Extrait du document ::
┌──
Mardi, au moins 16 ouvriers ont péri dans l'incendie d'une usine textile du quartier de Mirpur à Dhaka, capitale du Bangladesh. Un bilan qui devrait encore s'alourdir. Cet incendie meurtrier est l'un des derniers exemples, avec la mort de 16 ouvriers d’une usine de munitions ayant explosé dans l'État américain du Tennessee, du sacrifice systématique de la vie des travailleurs sur l'autel du profit de la grande entreprise.
L'incendie de Dhaka s'est d'abord déclaré dans un entrepôt de produits chimiques adjacent, puis s'est propagé à un bâtiment de quatre étages de l'usine de confection. Il a fallu trois heures pour éteindre l'incendie, dans l'usine seulement. Mercredi, les pompiers peinaient toujours à maîtriser l'incendie de l'entrepôt de produits chimiques.
Le commandant des pompiers, le lieutenant-colonel Tajul Islam Chowdhury, a déclaré aux médias locaux que l'incendie s'était déclaré mardi vers 11 heures. «Seize corps ont été retrouvés à ce jour, mais il pourrait y avoir davantage de victimes dans l'entrepôt de produits chimiques voisin, où l'incendie n'est pas encore maîtrisé. On ignore combien de personnes se trouvaient à l'intérieur au moment des faits», a-t-il déclaré. Il a également ajouté que les victimes étaient probablement mortes sur le coup après avoir inhalé des gaz hautement toxiques produits par la combustion des produits chimiques de l'entrepôt.
└──
Lignes de données ::
┌──
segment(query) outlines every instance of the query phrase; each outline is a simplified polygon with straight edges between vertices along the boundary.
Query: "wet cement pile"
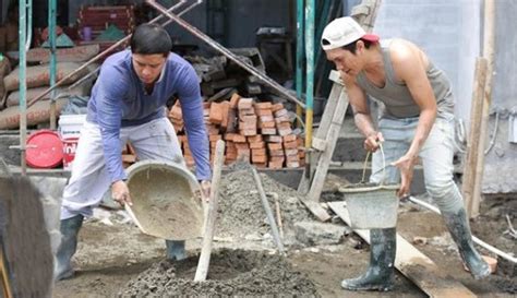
└──
Recopiez le texte sur l'incendie de Dhaka en commençant à "L'incendie de Dhaka" et en terminant à "de produits chimiques.". Remplacez "trois heures" par "cinq heures".

L'incendie de Dhaka s'est d'abord déclaré dans un entrepôt de produits chimiques adjacent, puis s'est propagé à un bâtiment de quatre étages de l'usine de confection. Il a fallu cinq heures pour éteindre l'incendie, dans l'usine seulement. Mercredi, les pompiers peinaient toujours à maîtriser l'incendie de l'entrepôt de produits chimiques.